• WHAT YOU SHOULD DO
Please rescale the stretch of the listing below from the line containing "trousers. Produce a bounding box for every instance." through the line containing "[0,77,200,332]", both ends included, by repeating every line, requests as well, with each bounding-box coordinate multiplied by 1.35 and rounded to a whole number, halves rounding up. Give only those lines.

• ENTRIES
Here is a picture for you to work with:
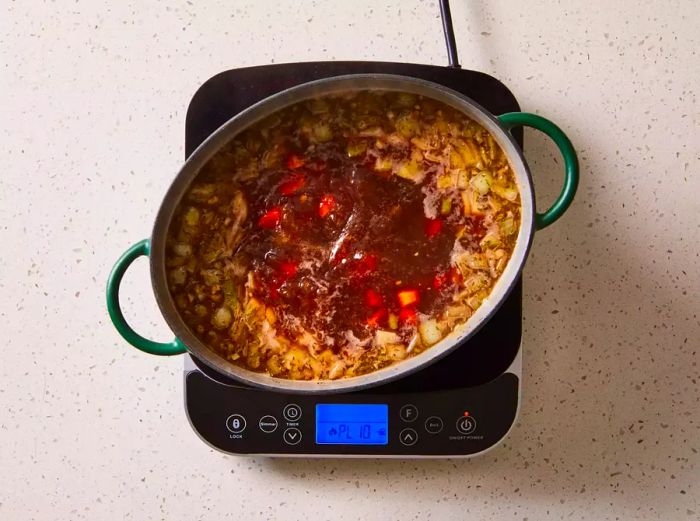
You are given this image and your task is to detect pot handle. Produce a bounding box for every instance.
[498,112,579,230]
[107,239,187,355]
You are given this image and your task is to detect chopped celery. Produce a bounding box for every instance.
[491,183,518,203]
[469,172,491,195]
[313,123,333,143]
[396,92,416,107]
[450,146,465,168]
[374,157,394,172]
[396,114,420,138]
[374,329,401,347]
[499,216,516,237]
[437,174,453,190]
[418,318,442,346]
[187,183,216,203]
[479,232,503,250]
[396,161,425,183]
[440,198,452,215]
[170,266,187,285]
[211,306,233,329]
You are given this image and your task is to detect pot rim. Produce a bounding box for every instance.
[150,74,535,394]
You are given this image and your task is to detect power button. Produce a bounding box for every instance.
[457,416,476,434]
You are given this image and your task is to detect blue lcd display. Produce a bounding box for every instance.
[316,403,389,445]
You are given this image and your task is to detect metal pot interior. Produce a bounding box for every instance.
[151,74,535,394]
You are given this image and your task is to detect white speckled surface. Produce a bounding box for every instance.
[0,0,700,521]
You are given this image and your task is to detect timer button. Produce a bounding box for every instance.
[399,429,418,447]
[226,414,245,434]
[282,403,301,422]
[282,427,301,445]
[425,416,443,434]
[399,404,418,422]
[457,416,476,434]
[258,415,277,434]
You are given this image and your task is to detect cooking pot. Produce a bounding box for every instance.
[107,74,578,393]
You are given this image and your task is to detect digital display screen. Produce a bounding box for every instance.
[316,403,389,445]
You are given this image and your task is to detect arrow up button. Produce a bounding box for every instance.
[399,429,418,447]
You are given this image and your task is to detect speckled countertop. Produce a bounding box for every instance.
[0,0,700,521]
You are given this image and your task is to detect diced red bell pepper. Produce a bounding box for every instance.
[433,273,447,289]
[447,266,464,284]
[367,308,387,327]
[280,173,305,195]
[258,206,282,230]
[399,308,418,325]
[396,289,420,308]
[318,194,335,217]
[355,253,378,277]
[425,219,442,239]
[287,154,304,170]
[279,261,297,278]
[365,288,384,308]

---

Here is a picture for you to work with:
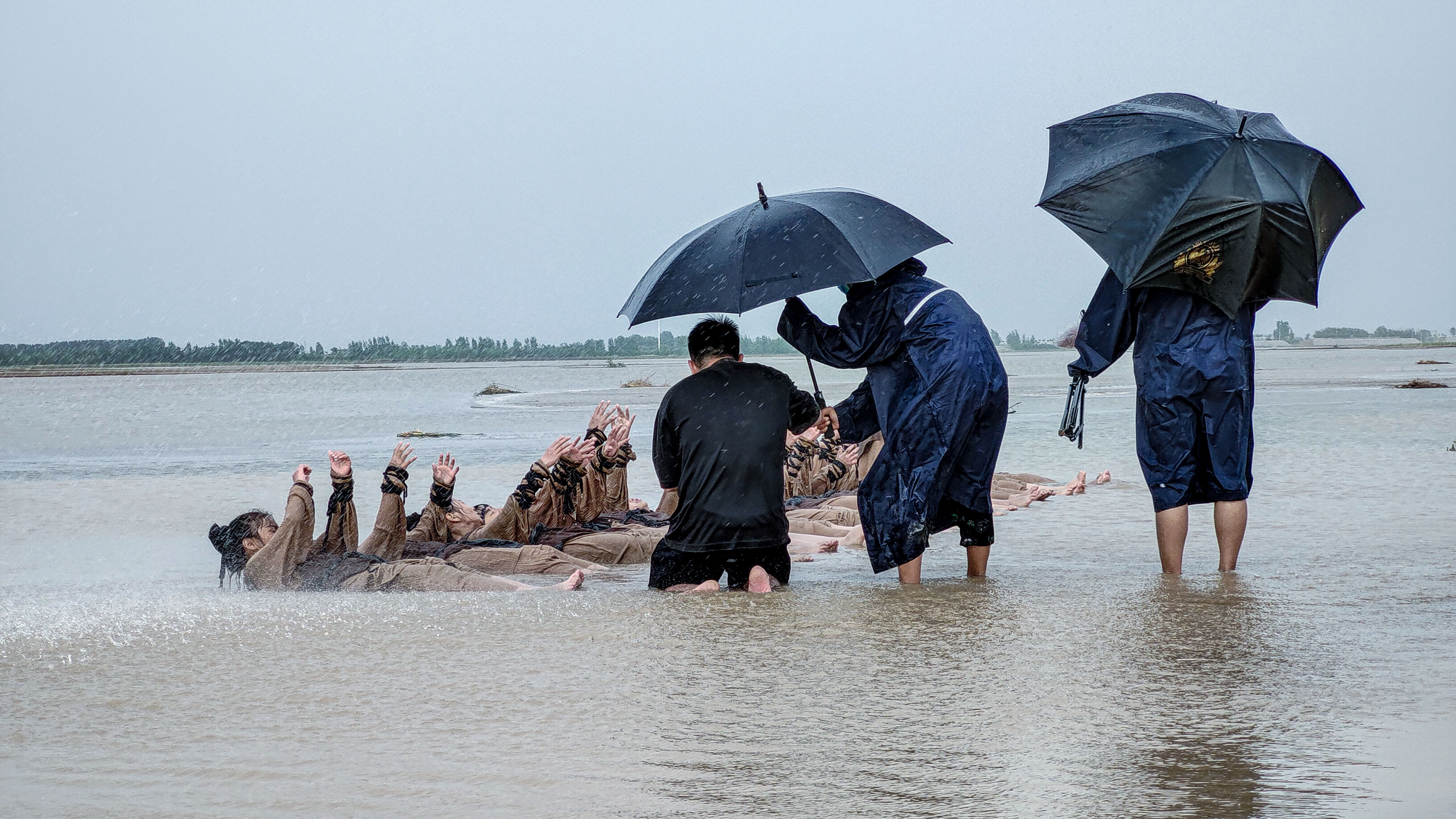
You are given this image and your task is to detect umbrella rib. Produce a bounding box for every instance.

--

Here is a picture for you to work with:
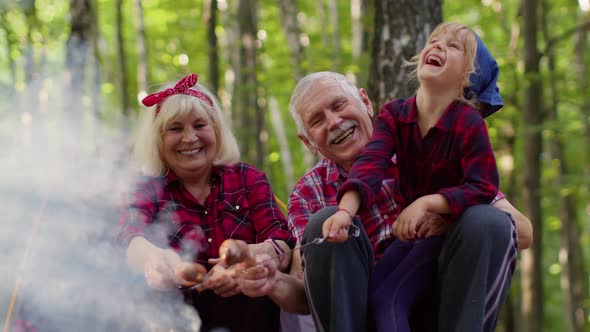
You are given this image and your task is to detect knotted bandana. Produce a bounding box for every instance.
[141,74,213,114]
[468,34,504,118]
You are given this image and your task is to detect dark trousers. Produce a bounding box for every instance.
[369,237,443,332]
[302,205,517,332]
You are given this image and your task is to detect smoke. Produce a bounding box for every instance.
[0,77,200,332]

• FULL ANSWER
You are given this image and your task is to detect dark trousers. Produce a bounding box for every instance.
[498,320,598,448]
[408,277,698,448]
You are given this image and your task is to detect smoke. Produce a bounding box for every instance.
[0,104,270,448]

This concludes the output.